*** Begin section ***

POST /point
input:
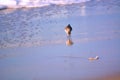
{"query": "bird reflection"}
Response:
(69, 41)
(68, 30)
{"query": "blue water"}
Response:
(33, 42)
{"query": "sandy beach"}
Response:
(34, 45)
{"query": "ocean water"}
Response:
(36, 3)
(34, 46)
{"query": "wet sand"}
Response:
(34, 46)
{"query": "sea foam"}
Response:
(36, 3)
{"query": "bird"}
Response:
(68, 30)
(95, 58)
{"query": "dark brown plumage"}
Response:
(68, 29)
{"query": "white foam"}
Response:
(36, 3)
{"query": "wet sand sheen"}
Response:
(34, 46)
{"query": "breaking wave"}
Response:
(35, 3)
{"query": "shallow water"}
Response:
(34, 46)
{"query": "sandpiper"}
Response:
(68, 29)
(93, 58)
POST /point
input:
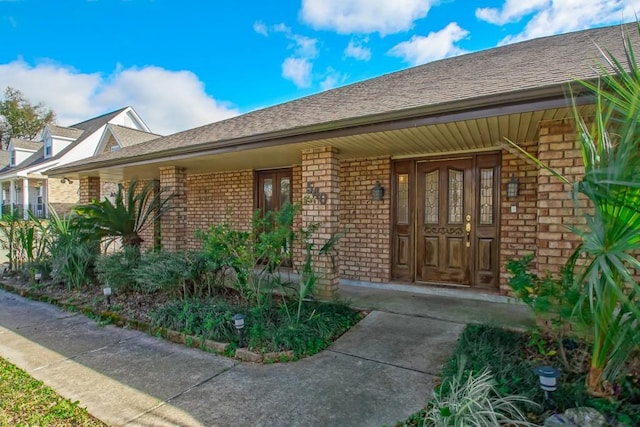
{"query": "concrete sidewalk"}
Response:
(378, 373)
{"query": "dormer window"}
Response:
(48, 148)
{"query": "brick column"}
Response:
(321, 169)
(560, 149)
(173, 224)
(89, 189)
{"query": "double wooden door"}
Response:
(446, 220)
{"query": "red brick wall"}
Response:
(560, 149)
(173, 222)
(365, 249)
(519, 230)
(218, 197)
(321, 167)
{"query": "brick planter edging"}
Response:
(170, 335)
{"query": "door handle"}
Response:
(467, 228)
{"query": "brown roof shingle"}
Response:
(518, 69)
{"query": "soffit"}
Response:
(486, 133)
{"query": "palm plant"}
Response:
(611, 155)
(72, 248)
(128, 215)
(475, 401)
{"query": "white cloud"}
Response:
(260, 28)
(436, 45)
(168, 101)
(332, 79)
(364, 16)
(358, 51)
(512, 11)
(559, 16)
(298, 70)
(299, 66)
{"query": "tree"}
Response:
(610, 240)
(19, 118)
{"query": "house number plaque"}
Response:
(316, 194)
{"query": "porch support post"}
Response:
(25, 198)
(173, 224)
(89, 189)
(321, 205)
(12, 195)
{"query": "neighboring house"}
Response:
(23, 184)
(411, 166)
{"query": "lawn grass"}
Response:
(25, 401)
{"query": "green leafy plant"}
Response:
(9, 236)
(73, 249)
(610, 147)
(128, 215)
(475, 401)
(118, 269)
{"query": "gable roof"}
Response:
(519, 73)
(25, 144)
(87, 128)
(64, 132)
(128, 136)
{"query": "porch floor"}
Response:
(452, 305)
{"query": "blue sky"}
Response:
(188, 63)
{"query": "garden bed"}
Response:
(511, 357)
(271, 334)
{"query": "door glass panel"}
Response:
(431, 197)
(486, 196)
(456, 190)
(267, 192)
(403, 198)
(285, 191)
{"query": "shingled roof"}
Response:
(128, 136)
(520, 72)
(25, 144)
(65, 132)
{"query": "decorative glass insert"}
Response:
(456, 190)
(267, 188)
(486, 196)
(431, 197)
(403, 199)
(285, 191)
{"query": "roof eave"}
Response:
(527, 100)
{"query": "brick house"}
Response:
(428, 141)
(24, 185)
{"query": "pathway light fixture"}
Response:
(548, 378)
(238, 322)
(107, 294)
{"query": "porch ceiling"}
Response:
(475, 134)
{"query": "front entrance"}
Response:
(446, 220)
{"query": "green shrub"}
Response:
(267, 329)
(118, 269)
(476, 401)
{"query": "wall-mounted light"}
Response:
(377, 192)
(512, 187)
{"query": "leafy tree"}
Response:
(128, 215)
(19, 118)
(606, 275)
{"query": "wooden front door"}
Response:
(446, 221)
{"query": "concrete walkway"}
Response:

*** End section ***

Your assignment:
If a line in the records contains "light", report it.

Task response:
{"query": "pathway light fixture"}
{"query": "wall-mounted light"}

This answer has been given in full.